## Source document
************
You took that quote out of context - a big NO NO, IMHO. I suggest you read the entire blog, or at least the entire quote.
 
You took that quote out of context - a big NO NO, IMHO. I suggest you read the entire blog, or at least the entire quote.

I just wanted to highlight the point of my comment, not an attempt to take something out of context.

I read the blog. My buddy attended the conference. Chill. It's all good.
 
I just wanted to highlight the point of my comment, not an attempt to take something out of context.

I read the blog. My buddy attended the conference. Chill. It's all good.

Well, consider yourself warned.
 
Actually, I was making a wider point. When we start seeing this kind of crap being issued, it means that terms and conditions on less egregious forms of jusnk have gotten very loose. If you continue to see this kind of garbage being issued, you know what is coming (junk market implosion). It is also a clear sign to start exiting junk funds. I can see changes in terms and conditions in individual bonds. You really cannot see it in funds. Caveat emptor, big time, from this point forward on junk. It will blow up, it is just a matter of time now.
So how does one short the junk market as a whole?

Or should we just Google the keyword phrases "junk bonds"+"John Paulson"?
 
So how does one short the junk market as a whole?

Or should we just Google the keyword phrases "junk bonds"+"John Paulson"?

Like everything else, junk is tough to short. You can short an ETF, but it might be a long, expensive wait. I generally find it wiser to hop out amd wait with some cash on the sidelines to buy the babies that inevitably get tossed out with the bathwater.
 
Well, consider yourself warned.

Oh, my, yes! I didn't know about that rule. I had seen others do that and assumed (you know what happens when you 'assume'!) it was the thing to do.

From now on, I'll make sure to post the entire original quotation even if it's a couple dozen paragraphs and just let the next reader figure out what particular comment within that quote I was refering to.
 
I think Brewer was speaking of being warned about a pending bond market implosion, not about any rules for posting quotes. From the point of view of the moderators, we prefer that you not post entire articles, but rather post only the relevant portions that you are commenting on.
 
I think Brewer was speaking of being warned about a pending bond market implosion, not about any rules for posting quotes. From the point of view of the moderators, we prefer that you not post entire articles, but rather post only the relevant portions that you are commenting on.

Thanks. One of the challenges of email/written word.

I was just being snarky on the posting quotes part. Apologies.
************
## Stored records
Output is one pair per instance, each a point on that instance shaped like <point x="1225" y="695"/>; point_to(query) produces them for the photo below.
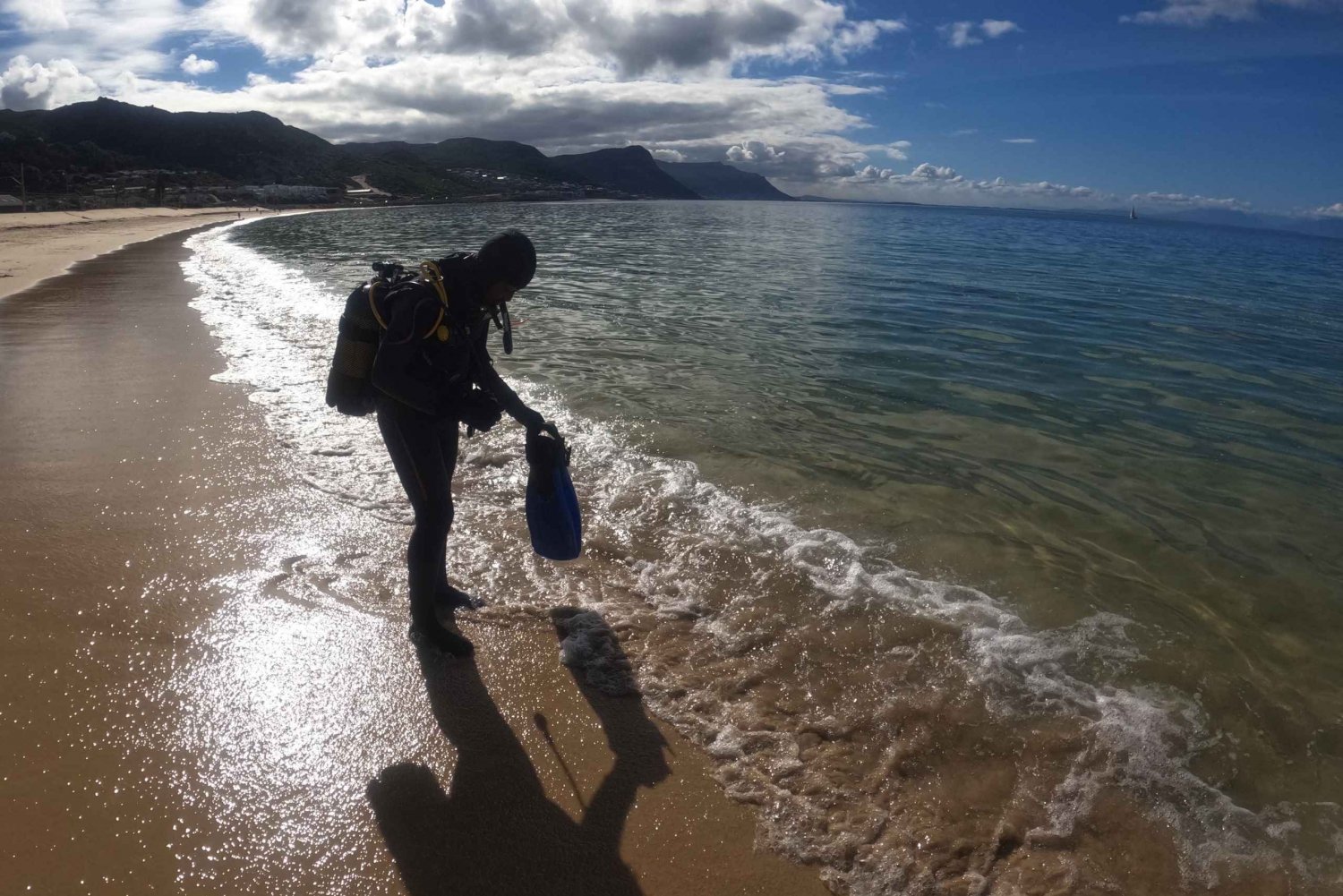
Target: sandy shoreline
<point x="39" y="244"/>
<point x="192" y="707"/>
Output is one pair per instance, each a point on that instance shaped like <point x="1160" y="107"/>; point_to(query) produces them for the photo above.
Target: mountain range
<point x="105" y="136"/>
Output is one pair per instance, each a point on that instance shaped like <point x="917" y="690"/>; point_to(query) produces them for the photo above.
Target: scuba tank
<point x="349" y="386"/>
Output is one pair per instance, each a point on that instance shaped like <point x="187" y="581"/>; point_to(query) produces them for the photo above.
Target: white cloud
<point x="754" y="150"/>
<point x="32" y="85"/>
<point x="959" y="34"/>
<point x="1195" y="13"/>
<point x="192" y="64"/>
<point x="1174" y="201"/>
<point x="38" y="15"/>
<point x="967" y="34"/>
<point x="897" y="149"/>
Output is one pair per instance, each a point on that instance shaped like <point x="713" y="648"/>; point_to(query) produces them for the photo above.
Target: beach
<point x="179" y="716"/>
<point x="39" y="244"/>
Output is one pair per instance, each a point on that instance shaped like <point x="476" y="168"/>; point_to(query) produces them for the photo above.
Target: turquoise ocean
<point x="947" y="533"/>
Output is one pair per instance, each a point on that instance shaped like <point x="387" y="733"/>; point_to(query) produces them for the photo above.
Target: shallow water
<point x="945" y="531"/>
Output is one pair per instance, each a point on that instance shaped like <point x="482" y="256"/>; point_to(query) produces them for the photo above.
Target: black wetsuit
<point x="426" y="387"/>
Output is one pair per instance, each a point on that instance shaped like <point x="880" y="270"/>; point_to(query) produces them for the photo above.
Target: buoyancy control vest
<point x="349" y="386"/>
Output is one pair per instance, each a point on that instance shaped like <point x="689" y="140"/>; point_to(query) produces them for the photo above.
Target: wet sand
<point x="39" y="244"/>
<point x="192" y="704"/>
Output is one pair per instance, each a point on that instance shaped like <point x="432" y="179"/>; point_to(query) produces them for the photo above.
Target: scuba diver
<point x="432" y="373"/>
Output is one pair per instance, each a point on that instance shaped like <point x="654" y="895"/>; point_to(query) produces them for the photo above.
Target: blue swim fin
<point x="552" y="508"/>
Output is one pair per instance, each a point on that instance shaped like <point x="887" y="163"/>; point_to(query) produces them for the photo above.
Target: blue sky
<point x="1165" y="104"/>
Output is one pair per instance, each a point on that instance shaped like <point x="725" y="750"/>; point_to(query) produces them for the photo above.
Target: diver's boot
<point x="427" y="630"/>
<point x="451" y="600"/>
<point x="441" y="638"/>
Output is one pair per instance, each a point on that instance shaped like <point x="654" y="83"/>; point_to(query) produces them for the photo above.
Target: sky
<point x="1166" y="105"/>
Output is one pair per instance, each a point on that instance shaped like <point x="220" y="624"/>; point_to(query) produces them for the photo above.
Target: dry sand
<point x="39" y="244"/>
<point x="174" y="721"/>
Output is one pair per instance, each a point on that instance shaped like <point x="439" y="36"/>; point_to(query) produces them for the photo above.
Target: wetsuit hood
<point x="508" y="257"/>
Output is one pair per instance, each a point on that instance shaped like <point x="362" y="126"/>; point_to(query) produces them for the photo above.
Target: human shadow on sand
<point x="494" y="832"/>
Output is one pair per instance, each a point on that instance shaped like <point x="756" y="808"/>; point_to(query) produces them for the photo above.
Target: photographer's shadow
<point x="494" y="832"/>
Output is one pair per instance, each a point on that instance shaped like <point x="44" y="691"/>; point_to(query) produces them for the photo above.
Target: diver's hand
<point x="551" y="429"/>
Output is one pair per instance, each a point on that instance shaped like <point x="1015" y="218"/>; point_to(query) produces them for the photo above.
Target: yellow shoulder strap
<point x="438" y="286"/>
<point x="432" y="276"/>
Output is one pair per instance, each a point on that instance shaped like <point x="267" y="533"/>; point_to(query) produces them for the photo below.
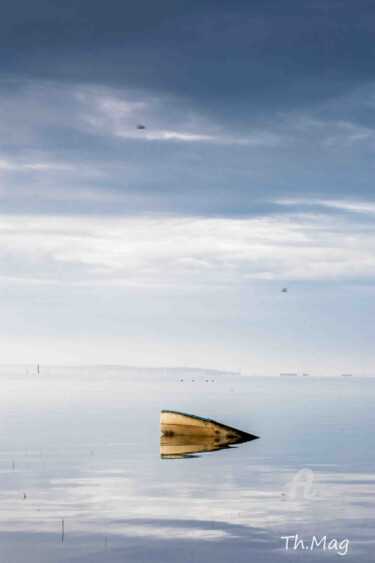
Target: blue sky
<point x="170" y="245"/>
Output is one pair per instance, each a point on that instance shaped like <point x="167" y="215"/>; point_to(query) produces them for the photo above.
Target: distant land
<point x="133" y="371"/>
<point x="114" y="369"/>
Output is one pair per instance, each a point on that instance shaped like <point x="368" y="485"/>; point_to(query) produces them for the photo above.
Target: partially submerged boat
<point x="182" y="446"/>
<point x="182" y="424"/>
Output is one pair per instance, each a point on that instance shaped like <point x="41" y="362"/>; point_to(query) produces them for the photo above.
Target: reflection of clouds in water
<point x="87" y="503"/>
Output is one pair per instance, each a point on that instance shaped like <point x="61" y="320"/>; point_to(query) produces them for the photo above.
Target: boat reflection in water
<point x="177" y="447"/>
<point x="186" y="435"/>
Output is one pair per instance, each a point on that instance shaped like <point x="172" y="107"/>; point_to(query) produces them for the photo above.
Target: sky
<point x="170" y="245"/>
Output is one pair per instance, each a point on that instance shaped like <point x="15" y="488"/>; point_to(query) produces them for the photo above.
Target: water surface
<point x="82" y="479"/>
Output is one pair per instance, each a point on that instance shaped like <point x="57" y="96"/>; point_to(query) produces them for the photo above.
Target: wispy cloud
<point x="162" y="251"/>
<point x="364" y="207"/>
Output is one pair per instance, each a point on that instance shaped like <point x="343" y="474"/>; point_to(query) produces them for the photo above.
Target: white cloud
<point x="154" y="251"/>
<point x="366" y="207"/>
<point x="116" y="114"/>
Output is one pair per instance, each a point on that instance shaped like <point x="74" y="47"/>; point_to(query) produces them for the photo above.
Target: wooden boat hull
<point x="179" y="423"/>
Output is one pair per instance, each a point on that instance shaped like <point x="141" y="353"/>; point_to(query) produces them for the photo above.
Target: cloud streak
<point x="154" y="251"/>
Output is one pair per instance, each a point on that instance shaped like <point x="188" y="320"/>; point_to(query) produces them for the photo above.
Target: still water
<point x="82" y="479"/>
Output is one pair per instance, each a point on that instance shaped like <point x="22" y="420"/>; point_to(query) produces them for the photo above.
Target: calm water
<point x="84" y="448"/>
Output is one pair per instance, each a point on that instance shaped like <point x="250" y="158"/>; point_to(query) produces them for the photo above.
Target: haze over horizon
<point x="171" y="245"/>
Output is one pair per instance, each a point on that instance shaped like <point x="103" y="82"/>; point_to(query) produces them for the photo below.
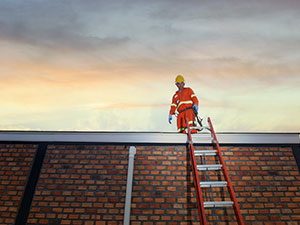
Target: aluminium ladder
<point x="210" y="184"/>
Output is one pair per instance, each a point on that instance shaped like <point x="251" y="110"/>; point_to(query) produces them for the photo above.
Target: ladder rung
<point x="209" y="167"/>
<point x="213" y="184"/>
<point x="218" y="204"/>
<point x="205" y="152"/>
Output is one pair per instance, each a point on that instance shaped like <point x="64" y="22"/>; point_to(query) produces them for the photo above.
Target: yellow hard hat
<point x="179" y="79"/>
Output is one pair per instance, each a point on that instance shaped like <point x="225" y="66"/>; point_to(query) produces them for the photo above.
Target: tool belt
<point x="185" y="110"/>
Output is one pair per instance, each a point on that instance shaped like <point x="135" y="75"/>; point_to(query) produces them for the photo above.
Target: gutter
<point x="132" y="151"/>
************
Copy the passage of the junk bond thread starting with "Like everything else, junk" and going on through "with the bathwater.".

## Written reply
Like everything else, junk is tough to short. You can short an ETF, but it might be a long, expensive wait. I generally find it wiser to hop out amd wait with some cash on the sidelines to buy the babies that inevitably get tossed out with the bathwater.